### [Work instructions]
The answer must consist solely of the lines from the line with "Thanks for the photo. Could you please mark the older" to the final line of the data below, reproduced exactly, pictures omitted.

### [Provided entries]
● ● ● ●

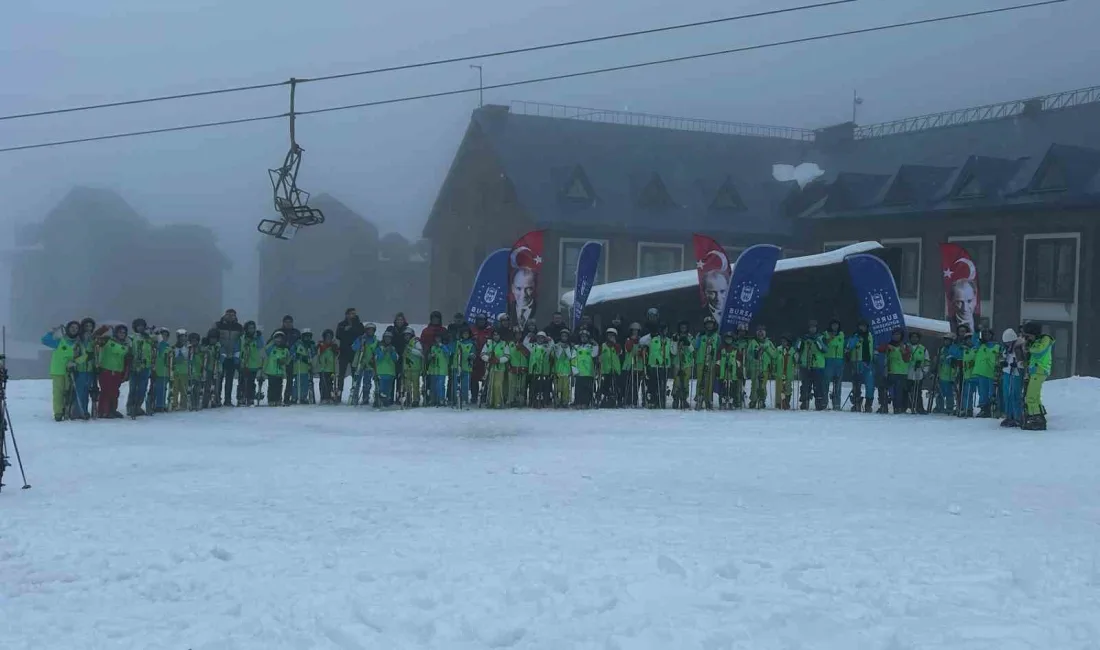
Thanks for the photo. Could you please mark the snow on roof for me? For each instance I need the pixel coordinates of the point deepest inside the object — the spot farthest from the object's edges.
(682, 279)
(927, 324)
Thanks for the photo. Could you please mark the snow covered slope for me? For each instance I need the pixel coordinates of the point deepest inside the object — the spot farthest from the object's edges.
(337, 528)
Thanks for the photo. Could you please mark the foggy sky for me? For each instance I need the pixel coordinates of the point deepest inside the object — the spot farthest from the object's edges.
(387, 163)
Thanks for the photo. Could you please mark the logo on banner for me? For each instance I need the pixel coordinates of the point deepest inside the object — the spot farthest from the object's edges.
(747, 292)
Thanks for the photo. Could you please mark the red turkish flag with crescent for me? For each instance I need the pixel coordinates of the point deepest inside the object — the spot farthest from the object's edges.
(714, 268)
(524, 267)
(960, 286)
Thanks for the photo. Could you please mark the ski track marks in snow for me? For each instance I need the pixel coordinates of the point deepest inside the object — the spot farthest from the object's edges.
(344, 529)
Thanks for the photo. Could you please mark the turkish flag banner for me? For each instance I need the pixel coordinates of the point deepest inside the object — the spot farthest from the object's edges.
(524, 266)
(714, 270)
(960, 286)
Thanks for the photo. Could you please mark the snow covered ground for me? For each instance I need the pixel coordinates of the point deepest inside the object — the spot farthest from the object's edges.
(336, 528)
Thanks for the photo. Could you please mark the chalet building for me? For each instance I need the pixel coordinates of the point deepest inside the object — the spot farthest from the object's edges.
(340, 264)
(1018, 184)
(95, 255)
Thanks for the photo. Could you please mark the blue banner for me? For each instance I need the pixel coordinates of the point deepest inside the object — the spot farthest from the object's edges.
(748, 285)
(877, 293)
(490, 296)
(587, 263)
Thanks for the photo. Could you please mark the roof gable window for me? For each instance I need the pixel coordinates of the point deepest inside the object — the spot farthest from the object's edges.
(727, 199)
(1052, 178)
(578, 189)
(970, 188)
(655, 195)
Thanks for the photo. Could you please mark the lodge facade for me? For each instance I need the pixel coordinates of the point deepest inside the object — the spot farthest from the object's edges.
(1016, 184)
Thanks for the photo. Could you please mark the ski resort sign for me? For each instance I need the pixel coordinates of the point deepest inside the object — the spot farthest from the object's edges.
(879, 303)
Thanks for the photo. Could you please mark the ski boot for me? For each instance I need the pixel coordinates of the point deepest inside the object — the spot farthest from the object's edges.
(1036, 422)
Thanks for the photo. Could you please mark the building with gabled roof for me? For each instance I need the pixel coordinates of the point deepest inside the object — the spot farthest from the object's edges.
(1019, 183)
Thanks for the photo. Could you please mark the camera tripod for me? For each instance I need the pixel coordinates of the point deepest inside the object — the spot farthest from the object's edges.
(6, 429)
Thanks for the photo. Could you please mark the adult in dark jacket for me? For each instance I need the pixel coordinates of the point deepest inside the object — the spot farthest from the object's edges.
(398, 331)
(482, 333)
(557, 324)
(229, 333)
(431, 332)
(290, 334)
(348, 331)
(458, 322)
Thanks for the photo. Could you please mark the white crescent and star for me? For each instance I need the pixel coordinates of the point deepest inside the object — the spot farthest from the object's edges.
(969, 265)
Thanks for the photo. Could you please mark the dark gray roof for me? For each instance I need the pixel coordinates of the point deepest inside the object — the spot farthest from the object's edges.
(540, 156)
(1007, 157)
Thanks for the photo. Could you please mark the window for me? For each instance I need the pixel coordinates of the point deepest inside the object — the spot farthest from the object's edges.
(570, 252)
(655, 195)
(970, 188)
(909, 283)
(733, 253)
(982, 252)
(1053, 179)
(983, 257)
(659, 259)
(1051, 270)
(1063, 333)
(727, 199)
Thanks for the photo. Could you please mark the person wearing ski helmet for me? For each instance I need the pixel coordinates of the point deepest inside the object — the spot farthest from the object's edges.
(141, 363)
(113, 361)
(162, 371)
(834, 361)
(652, 324)
(229, 339)
(860, 350)
(917, 368)
(362, 365)
(386, 362)
(611, 370)
(64, 342)
(945, 377)
(1040, 364)
(251, 362)
(987, 359)
(760, 357)
(561, 361)
(276, 363)
(177, 393)
(965, 352)
(327, 363)
(411, 368)
(348, 331)
(634, 365)
(705, 359)
(898, 354)
(811, 349)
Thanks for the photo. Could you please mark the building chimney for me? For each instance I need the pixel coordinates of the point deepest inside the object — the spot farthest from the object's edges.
(1032, 107)
(836, 135)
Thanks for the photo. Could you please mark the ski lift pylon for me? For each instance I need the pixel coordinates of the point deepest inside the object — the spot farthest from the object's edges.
(292, 202)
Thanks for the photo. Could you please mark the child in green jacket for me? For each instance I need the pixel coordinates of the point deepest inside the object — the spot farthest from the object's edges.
(785, 368)
(252, 362)
(328, 353)
(64, 343)
(276, 362)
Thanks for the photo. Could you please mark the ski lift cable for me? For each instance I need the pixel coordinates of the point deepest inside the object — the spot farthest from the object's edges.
(552, 77)
(426, 64)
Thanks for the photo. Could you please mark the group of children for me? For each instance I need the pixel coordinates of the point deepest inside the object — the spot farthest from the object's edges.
(499, 365)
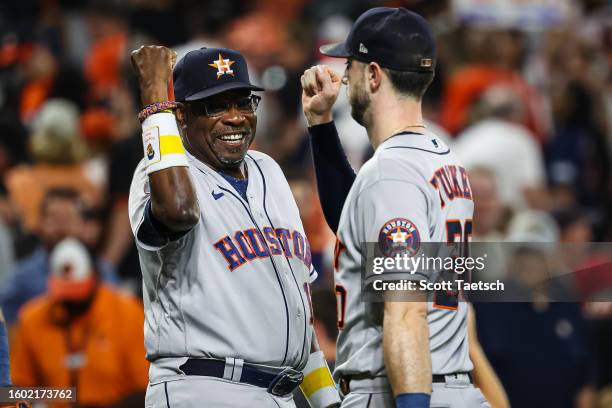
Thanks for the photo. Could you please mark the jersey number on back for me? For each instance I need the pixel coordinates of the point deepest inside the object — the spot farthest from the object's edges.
(456, 232)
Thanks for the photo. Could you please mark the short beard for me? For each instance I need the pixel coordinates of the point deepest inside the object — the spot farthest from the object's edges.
(360, 101)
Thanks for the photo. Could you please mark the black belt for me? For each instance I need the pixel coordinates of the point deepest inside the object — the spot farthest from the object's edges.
(345, 381)
(280, 383)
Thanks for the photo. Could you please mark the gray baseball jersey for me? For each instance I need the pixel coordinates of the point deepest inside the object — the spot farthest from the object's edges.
(237, 284)
(412, 190)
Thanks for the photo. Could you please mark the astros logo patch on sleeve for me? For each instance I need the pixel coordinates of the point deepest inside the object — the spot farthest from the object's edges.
(399, 236)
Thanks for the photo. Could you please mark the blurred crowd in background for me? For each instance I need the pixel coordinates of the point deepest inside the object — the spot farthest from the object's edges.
(523, 93)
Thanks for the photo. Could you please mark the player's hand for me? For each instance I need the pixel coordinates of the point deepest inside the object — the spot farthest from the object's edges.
(153, 65)
(320, 88)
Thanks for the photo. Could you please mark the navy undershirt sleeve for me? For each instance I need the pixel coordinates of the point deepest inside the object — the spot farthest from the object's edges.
(335, 175)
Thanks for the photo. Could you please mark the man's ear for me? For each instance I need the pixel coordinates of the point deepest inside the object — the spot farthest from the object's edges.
(181, 115)
(375, 75)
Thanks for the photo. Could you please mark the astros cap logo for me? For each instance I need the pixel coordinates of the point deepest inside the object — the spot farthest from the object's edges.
(223, 66)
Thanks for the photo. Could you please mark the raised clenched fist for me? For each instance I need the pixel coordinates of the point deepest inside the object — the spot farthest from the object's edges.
(153, 65)
(320, 88)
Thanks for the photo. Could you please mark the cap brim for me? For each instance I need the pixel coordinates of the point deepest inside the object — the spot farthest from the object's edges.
(338, 50)
(208, 92)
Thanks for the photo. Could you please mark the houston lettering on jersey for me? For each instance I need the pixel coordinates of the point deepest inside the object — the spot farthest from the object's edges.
(247, 245)
(453, 182)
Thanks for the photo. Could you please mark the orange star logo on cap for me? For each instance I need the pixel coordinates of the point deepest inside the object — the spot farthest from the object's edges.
(223, 66)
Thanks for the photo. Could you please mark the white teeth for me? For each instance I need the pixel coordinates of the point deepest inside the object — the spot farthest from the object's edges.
(230, 138)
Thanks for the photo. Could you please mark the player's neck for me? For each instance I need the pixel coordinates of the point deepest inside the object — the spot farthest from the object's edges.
(392, 116)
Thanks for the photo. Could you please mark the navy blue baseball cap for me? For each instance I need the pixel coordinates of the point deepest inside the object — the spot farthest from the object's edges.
(395, 38)
(209, 71)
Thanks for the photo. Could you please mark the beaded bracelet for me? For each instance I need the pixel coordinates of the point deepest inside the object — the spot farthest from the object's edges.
(155, 108)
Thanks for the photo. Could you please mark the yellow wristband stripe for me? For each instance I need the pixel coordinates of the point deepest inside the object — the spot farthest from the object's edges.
(317, 379)
(171, 144)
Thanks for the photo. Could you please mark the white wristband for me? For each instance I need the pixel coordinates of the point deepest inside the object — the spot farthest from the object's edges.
(163, 147)
(318, 386)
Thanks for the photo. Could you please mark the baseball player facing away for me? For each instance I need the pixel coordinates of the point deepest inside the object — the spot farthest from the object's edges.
(225, 261)
(412, 191)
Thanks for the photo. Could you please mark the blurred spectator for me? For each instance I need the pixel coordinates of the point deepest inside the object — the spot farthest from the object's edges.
(495, 58)
(538, 347)
(320, 237)
(499, 141)
(579, 155)
(62, 215)
(39, 73)
(206, 22)
(58, 153)
(489, 213)
(108, 34)
(82, 334)
(118, 246)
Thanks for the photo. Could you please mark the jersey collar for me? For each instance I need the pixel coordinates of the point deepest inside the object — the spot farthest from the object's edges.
(425, 141)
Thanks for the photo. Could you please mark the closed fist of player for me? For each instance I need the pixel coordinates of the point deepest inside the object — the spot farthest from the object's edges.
(320, 88)
(153, 64)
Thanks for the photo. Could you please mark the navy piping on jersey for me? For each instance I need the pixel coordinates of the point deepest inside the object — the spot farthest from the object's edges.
(244, 205)
(239, 185)
(417, 148)
(288, 263)
(166, 392)
(275, 271)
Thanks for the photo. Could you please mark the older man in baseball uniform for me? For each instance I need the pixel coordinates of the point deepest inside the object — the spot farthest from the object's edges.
(226, 264)
(412, 191)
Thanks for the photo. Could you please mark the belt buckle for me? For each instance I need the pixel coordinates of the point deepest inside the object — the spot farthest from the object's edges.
(345, 388)
(285, 382)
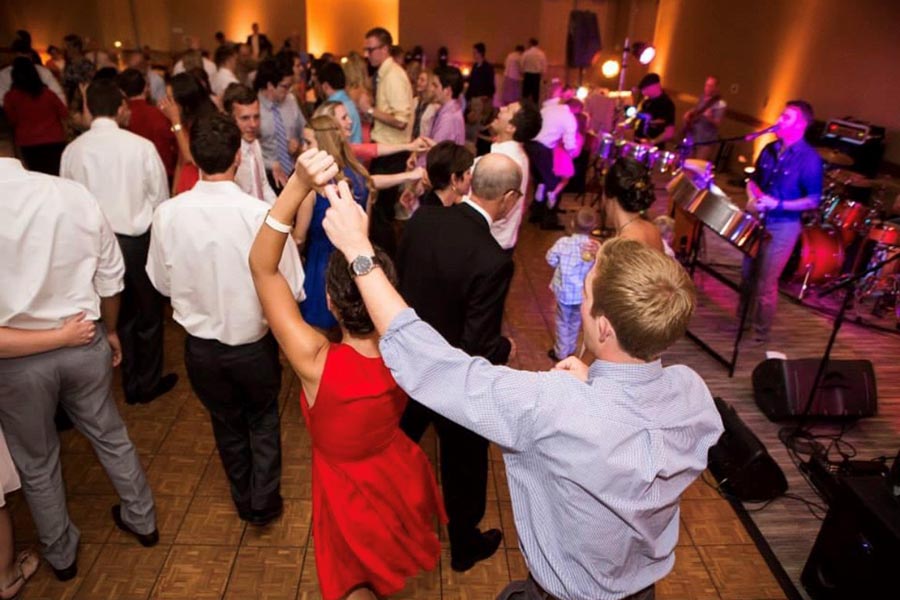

● ● ● ●

### [Written reply]
Thanks for the photo. Could you please mark the older man in baseball uniform for me? For each instance I need the pixel coordinates of the point deepest inside the object — the spot farthest from the object's edges.
(226, 264)
(412, 191)
Thanks for the photo. Could you please mark the belt buckle for me? For each instance I need the pixel coordinates of the point deepest inside the object — the spot farthest from the object's edges.
(345, 388)
(285, 382)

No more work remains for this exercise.